(Items from a labeling collection)
────────────────
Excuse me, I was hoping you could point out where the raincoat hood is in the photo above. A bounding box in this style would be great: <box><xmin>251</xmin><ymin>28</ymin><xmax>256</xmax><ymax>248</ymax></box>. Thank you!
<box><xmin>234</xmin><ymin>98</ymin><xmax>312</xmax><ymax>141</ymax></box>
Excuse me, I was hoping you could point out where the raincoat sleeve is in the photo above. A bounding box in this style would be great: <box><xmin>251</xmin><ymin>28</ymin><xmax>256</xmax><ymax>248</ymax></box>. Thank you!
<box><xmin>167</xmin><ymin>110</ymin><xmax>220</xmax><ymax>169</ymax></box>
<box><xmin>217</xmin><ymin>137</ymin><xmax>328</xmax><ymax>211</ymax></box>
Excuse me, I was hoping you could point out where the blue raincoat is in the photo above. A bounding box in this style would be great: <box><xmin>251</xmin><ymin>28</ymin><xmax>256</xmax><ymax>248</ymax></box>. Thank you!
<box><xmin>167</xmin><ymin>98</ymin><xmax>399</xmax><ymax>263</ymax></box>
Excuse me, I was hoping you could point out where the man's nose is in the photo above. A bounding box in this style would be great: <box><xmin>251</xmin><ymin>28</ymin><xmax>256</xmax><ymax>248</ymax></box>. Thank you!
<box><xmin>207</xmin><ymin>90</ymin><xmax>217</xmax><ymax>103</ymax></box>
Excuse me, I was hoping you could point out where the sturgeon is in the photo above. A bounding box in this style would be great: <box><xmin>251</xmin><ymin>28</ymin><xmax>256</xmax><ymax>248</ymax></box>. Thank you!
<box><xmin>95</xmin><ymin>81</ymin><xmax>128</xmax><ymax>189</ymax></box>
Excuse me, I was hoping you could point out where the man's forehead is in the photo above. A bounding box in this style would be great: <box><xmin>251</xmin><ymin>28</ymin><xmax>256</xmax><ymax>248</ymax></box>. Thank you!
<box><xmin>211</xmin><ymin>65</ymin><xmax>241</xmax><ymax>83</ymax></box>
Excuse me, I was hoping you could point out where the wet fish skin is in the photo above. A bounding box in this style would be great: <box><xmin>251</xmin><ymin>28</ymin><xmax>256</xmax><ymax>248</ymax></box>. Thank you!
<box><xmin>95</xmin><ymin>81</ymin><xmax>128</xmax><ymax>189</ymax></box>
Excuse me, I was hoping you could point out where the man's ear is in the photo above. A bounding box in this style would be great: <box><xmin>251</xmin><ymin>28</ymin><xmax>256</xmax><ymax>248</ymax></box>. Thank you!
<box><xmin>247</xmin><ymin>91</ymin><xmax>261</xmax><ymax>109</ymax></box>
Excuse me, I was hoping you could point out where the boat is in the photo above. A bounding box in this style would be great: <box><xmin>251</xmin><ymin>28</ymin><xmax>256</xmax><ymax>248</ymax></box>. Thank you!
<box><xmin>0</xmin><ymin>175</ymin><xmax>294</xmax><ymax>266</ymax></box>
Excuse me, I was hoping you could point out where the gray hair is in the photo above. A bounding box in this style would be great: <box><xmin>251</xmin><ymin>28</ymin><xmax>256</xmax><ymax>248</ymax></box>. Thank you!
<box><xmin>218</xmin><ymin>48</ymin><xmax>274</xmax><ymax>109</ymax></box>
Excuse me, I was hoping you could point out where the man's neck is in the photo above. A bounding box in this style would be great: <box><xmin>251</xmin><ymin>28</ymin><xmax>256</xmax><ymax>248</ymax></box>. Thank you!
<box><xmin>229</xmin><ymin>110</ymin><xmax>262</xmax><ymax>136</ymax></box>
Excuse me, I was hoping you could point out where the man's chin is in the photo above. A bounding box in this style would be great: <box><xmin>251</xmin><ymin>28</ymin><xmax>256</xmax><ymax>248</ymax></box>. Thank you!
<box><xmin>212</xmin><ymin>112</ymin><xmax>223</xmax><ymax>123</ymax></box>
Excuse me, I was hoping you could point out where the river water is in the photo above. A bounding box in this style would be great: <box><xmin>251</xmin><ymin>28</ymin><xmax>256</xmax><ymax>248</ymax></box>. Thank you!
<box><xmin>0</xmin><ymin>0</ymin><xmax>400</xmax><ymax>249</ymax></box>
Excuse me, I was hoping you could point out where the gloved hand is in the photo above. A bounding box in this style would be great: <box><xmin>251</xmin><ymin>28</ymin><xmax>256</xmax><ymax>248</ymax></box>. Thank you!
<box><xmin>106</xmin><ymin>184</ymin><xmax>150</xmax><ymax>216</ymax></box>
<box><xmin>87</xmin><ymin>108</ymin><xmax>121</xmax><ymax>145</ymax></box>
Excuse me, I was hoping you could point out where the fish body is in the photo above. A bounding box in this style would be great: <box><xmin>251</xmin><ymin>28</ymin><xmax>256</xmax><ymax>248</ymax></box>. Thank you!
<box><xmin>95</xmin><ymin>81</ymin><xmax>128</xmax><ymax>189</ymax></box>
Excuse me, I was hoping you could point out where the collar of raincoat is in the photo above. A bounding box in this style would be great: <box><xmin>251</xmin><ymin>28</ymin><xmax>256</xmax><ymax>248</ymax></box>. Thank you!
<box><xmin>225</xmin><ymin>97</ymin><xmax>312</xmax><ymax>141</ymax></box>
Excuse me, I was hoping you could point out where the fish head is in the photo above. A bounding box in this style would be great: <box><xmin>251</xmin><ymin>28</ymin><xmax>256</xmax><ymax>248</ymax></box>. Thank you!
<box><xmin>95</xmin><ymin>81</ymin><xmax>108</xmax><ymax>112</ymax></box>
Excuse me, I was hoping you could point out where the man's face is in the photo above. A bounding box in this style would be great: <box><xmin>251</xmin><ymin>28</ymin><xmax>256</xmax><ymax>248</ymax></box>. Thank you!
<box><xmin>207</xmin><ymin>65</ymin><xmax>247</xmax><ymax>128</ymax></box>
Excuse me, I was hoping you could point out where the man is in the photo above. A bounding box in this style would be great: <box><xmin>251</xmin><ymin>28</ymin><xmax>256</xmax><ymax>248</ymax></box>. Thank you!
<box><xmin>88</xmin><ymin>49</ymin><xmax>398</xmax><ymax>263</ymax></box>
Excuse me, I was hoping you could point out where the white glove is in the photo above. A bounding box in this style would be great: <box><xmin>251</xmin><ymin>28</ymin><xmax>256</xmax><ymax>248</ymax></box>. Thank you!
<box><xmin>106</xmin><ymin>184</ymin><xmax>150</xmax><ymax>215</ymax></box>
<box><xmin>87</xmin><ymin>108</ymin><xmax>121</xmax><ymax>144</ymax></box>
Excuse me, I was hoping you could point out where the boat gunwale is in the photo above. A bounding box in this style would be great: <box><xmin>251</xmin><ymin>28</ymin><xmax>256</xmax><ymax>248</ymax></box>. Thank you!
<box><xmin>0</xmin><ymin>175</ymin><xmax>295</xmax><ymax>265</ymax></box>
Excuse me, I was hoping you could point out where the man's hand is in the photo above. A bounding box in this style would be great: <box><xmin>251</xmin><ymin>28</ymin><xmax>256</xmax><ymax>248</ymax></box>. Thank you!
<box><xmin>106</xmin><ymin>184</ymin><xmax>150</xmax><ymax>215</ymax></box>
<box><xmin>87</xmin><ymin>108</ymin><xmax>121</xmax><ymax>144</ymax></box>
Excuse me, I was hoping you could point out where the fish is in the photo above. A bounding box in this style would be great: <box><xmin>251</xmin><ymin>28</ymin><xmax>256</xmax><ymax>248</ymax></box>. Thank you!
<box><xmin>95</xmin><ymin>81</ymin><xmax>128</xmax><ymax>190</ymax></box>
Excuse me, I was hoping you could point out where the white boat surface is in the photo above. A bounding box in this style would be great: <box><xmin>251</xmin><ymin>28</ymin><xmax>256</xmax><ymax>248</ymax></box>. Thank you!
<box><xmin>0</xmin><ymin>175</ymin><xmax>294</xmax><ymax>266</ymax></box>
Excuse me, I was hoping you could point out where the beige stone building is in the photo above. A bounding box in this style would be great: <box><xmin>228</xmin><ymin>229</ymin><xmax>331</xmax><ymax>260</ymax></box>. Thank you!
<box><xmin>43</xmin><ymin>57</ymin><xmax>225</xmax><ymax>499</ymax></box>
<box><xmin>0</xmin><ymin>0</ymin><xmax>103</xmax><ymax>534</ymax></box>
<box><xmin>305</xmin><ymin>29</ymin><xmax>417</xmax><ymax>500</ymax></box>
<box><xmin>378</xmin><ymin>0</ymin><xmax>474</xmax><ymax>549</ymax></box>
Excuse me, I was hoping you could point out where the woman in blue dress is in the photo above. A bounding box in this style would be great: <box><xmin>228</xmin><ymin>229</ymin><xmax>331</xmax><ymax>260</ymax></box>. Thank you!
────────────────
Given task ▸
Show each line of the entries above that contains the word "white".

Answer ▸
Excuse me, I was hoping you could point out where the white glove is in the photo above. A bounding box in this style would be great: <box><xmin>251</xmin><ymin>28</ymin><xmax>256</xmax><ymax>248</ymax></box>. Thank you!
Excuse me, I was hoping you could point out where the white boat surface is in the photo above. A bounding box in this style would be great: <box><xmin>251</xmin><ymin>28</ymin><xmax>256</xmax><ymax>248</ymax></box>. Thank you!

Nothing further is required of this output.